— Begin —

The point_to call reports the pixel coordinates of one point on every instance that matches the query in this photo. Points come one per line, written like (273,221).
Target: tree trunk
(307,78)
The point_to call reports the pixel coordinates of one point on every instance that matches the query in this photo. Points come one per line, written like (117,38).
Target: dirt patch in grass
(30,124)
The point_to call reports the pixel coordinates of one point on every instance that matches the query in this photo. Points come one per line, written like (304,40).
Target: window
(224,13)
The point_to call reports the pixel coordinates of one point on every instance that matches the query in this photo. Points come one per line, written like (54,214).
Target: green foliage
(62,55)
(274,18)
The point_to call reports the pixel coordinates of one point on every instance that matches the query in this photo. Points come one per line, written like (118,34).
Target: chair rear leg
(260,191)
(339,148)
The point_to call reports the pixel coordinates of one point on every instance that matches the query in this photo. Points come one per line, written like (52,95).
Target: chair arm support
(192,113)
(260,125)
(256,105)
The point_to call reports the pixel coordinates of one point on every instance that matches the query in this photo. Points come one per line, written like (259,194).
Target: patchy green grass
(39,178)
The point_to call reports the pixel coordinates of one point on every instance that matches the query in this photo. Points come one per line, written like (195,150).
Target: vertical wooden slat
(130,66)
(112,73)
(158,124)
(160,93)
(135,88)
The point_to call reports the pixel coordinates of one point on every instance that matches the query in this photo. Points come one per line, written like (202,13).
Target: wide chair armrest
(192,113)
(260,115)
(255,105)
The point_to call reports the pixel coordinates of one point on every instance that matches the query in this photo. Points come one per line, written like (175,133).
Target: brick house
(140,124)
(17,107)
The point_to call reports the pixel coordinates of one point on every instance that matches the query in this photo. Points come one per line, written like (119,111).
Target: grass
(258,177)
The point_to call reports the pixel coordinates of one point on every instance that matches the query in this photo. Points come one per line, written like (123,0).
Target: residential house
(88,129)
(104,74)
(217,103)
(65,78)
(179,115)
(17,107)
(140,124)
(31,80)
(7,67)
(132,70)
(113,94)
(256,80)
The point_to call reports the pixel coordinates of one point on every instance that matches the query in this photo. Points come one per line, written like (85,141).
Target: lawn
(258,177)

— End —

What to do
Rewrite every line of the records above as a Markdown table with the columns "Row" and "Line", numbering the rows in order and omitting blank lines.

Right answer
| Row | Line |
|---|---|
| 1 | The point_to call reports the pixel coordinates of one point on every instance that matches the query in this photo. Points come one per line, written like (273,221). |
| 2 | Target: tree trunk |
| 3 | (307,78) |
| 4 | The point_to call reports the pixel coordinates of one point on every instance that matches the query in this photo. Points come one per line, written like (117,38). |
| 5 | Target: dirt patch in grass |
| 6 | (30,124) |
| 7 | The point_to call reports the pixel coordinates of one point on every instance that matches the query in this photo. Points come one per line, written like (304,40). |
| 8 | Target: window |
| 9 | (224,13) |
| 10 | The point_to call reports the pixel coordinates of one point on every instance that matches the query in this photo. Points come one per line, written like (54,214). |
| 11 | Target: green foliage |
| 12 | (62,55) |
| 13 | (274,18) |
| 14 | The point_to call reports the pixel coordinates of one point on every instance that matches the query in this photo. Points come one per line, written like (118,34). |
| 15 | Target: chair rear leg |
| 16 | (260,191) |
| 17 | (339,148) |
| 18 | The point_to call reports the pixel coordinates of one point on every instance that matches the query in this photo. Points come one per line, written like (52,95). |
| 19 | Target: chair arm support |
| 20 | (192,113) |
| 21 | (260,125) |
| 22 | (256,105) |
| 23 | The point_to call reports the pixel coordinates of one point on every instance that matches the query in this photo. Points come one per line, written like (259,194). |
| 24 | Target: patchy green grass |
| 25 | (39,178) |
| 26 | The point_to call reports the pixel coordinates of one point on every instance that matches the query in this photo. Points come one per line, written like (195,150). |
| 27 | Target: vertical wooden slat |
| 28 | (130,66) |
| 29 | (112,73) |
| 30 | (158,124) |
| 31 | (160,93) |
| 32 | (135,88) |
| 33 | The point_to call reports the pixel coordinates of one point on every instance that matches the query in this photo. Points come one per line, written like (202,13). |
| 34 | Target: wide chair armrest |
| 35 | (192,113) |
| 36 | (260,115) |
| 37 | (255,105) |
| 38 | The point_to call reports the pixel coordinates of one point on every instance that matches the query in this photo. Points come one per line, written like (175,133). |
| 39 | Target: brick house |
| 40 | (140,124) |
| 41 | (17,107) |
| 42 | The point_to call reports the pixel coordinates of one point on every instance that matches the query in this photo. Points come one per line, written like (119,111). |
| 43 | Target: grass |
| 44 | (258,177) |
| 45 | The point_to call reports the pixel coordinates of one point on every instance that matches the query in this photo. Points come one per line, written like (123,0). |
| 46 | Target: residential house |
| 47 | (88,129) |
| 48 | (104,74) |
| 49 | (217,103) |
| 50 | (65,78) |
| 51 | (179,115) |
| 52 | (17,107) |
| 53 | (140,124) |
| 54 | (31,80) |
| 55 | (7,67) |
| 56 | (132,70) |
| 57 | (113,94) |
| 58 | (256,80) |
| 59 | The point_to call reports the pixel coordinates of one point on every instance that matches the query in this photo. Points come one per line, written like (85,141). |
| 60 | Target: lawn |
| 61 | (258,177) |